*GIVEN INSTRUCTION*: Identify each line in the items below that contains the string "field", matching case exactly, and copy those lines.

*PROVIDED ENTRIES*:

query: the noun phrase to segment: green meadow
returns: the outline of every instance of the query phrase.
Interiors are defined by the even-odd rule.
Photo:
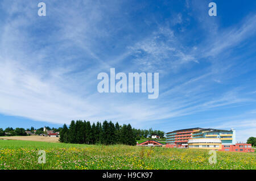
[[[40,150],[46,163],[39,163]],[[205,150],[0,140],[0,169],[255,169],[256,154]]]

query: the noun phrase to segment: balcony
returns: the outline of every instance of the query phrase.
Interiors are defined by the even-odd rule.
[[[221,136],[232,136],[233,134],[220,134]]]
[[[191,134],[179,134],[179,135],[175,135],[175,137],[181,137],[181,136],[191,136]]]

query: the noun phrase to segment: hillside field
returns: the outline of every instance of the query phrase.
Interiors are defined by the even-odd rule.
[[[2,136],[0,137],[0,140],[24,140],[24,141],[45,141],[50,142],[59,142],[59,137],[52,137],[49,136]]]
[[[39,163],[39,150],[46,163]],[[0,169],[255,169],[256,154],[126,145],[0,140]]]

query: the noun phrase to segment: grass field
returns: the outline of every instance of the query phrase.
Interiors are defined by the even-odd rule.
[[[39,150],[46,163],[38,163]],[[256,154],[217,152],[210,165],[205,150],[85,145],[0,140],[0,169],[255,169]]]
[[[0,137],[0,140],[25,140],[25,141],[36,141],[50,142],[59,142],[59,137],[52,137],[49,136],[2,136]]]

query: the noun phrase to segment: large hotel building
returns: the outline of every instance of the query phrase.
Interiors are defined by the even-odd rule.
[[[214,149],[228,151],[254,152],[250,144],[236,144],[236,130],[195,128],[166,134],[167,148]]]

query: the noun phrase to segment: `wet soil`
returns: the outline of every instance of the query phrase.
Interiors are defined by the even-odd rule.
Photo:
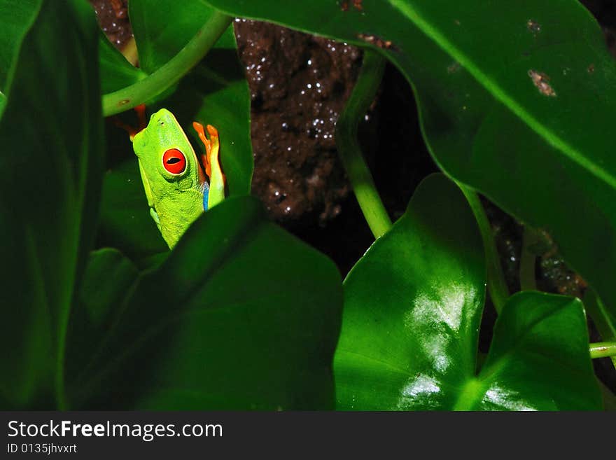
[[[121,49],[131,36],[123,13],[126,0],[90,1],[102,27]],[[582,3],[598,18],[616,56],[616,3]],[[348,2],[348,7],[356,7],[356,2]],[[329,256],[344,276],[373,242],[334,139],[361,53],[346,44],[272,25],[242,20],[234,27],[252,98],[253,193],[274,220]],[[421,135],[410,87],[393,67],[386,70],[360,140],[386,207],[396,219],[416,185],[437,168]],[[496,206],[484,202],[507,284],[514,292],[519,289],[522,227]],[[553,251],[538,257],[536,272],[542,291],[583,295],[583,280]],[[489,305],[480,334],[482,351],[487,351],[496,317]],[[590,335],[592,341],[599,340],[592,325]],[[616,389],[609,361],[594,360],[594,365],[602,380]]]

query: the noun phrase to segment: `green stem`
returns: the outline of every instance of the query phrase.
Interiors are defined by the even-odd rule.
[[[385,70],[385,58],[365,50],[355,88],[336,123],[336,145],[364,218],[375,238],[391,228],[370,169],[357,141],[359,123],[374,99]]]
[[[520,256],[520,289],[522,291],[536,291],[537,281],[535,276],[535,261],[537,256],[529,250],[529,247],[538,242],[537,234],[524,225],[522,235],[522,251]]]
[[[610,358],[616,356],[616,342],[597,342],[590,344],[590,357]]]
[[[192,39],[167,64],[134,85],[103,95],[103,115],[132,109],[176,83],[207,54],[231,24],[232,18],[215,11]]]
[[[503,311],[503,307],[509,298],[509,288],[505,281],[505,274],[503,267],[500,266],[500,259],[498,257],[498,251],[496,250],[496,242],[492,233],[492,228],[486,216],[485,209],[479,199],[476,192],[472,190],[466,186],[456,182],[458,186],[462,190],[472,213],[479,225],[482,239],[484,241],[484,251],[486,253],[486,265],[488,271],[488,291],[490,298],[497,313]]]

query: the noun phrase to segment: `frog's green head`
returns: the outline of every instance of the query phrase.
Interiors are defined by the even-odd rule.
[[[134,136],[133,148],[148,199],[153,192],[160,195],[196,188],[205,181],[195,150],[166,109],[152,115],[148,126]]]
==
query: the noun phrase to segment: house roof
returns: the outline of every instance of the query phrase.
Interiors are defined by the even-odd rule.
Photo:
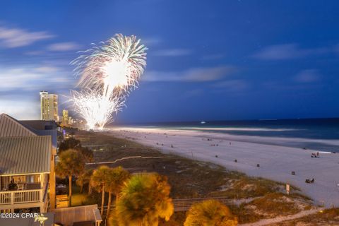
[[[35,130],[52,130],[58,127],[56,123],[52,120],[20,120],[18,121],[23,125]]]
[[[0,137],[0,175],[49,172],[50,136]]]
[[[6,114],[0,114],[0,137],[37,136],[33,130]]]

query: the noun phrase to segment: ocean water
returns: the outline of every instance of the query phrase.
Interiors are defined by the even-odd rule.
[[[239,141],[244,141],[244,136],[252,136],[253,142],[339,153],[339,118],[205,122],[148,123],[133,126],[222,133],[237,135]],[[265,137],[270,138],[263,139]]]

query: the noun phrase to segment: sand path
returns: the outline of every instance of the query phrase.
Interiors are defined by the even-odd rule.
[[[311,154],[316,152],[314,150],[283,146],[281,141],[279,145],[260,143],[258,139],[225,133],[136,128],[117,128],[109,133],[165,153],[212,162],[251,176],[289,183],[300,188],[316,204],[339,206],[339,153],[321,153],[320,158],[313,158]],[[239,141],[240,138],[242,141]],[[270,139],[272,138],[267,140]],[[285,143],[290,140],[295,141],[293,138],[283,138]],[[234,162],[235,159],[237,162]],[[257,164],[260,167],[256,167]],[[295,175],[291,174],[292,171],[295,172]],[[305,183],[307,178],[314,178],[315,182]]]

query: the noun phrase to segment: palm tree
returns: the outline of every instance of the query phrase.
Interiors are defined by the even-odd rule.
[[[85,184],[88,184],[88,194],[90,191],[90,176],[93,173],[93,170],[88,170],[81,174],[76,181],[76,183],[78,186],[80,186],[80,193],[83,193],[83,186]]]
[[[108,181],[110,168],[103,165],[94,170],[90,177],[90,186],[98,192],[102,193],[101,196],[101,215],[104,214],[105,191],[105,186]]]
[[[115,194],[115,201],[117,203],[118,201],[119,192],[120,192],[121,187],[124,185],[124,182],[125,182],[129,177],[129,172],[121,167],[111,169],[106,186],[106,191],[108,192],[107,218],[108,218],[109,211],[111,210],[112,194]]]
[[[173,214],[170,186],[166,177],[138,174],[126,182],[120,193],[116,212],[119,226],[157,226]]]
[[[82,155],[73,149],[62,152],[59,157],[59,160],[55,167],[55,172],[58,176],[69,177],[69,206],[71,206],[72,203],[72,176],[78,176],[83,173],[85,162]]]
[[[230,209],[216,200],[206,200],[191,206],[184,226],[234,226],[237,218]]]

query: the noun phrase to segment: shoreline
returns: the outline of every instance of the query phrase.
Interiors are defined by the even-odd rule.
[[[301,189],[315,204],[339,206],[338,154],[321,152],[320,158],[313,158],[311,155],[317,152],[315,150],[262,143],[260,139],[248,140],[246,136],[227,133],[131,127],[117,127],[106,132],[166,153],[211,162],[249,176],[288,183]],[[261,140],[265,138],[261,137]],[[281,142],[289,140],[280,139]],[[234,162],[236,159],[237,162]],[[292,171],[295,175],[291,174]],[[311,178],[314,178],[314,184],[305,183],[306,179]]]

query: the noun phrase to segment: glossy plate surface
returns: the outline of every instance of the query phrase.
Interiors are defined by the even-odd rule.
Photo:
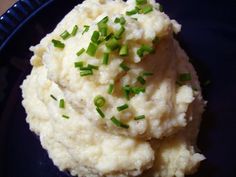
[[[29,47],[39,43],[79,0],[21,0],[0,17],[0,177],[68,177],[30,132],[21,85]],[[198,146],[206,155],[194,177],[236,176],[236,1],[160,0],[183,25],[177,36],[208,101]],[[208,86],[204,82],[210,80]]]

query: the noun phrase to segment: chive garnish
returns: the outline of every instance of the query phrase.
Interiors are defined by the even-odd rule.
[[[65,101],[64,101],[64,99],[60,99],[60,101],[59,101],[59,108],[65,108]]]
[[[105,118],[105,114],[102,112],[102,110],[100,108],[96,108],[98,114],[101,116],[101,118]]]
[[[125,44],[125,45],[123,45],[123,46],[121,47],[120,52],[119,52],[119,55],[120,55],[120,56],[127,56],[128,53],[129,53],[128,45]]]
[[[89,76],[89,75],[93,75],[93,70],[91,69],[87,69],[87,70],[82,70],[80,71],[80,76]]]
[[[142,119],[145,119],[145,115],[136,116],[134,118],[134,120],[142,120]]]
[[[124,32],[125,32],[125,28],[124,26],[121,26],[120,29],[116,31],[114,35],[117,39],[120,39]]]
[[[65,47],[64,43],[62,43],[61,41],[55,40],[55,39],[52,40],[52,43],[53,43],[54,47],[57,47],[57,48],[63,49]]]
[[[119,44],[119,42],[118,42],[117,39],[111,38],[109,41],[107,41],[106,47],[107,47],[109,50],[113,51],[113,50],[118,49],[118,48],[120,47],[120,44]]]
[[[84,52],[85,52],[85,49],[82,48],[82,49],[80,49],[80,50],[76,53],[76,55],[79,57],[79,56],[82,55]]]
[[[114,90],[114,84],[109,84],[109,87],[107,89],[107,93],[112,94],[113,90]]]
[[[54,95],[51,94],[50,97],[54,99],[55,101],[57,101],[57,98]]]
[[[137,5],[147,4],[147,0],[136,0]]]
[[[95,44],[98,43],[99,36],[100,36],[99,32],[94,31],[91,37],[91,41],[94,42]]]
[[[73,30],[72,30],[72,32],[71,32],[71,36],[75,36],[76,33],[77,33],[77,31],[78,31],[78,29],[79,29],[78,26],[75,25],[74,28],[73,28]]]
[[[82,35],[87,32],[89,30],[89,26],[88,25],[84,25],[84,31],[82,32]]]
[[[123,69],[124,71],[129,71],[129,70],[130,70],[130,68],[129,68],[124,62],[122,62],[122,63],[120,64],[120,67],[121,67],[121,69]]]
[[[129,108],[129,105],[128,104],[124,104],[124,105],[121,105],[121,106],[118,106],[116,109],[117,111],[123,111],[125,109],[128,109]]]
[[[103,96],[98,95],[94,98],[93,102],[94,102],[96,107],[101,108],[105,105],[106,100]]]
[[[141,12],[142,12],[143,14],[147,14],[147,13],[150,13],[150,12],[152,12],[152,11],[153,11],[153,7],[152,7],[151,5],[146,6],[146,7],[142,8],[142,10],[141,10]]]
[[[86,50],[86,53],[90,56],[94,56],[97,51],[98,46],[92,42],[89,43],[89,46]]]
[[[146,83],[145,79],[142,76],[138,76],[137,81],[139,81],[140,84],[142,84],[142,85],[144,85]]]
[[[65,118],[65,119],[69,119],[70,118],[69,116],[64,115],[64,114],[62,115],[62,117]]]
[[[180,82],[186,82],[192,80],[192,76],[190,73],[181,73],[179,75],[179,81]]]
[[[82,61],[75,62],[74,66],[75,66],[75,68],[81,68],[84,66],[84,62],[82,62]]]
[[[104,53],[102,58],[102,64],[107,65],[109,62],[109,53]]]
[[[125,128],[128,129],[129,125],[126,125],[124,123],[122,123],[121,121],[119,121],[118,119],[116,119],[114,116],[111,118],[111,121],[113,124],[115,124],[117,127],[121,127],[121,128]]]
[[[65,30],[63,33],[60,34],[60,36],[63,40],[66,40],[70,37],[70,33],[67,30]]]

*THE RESULT*:
query: the noun phrase to segment: hillside field
query: the noun phrase to segment: grass field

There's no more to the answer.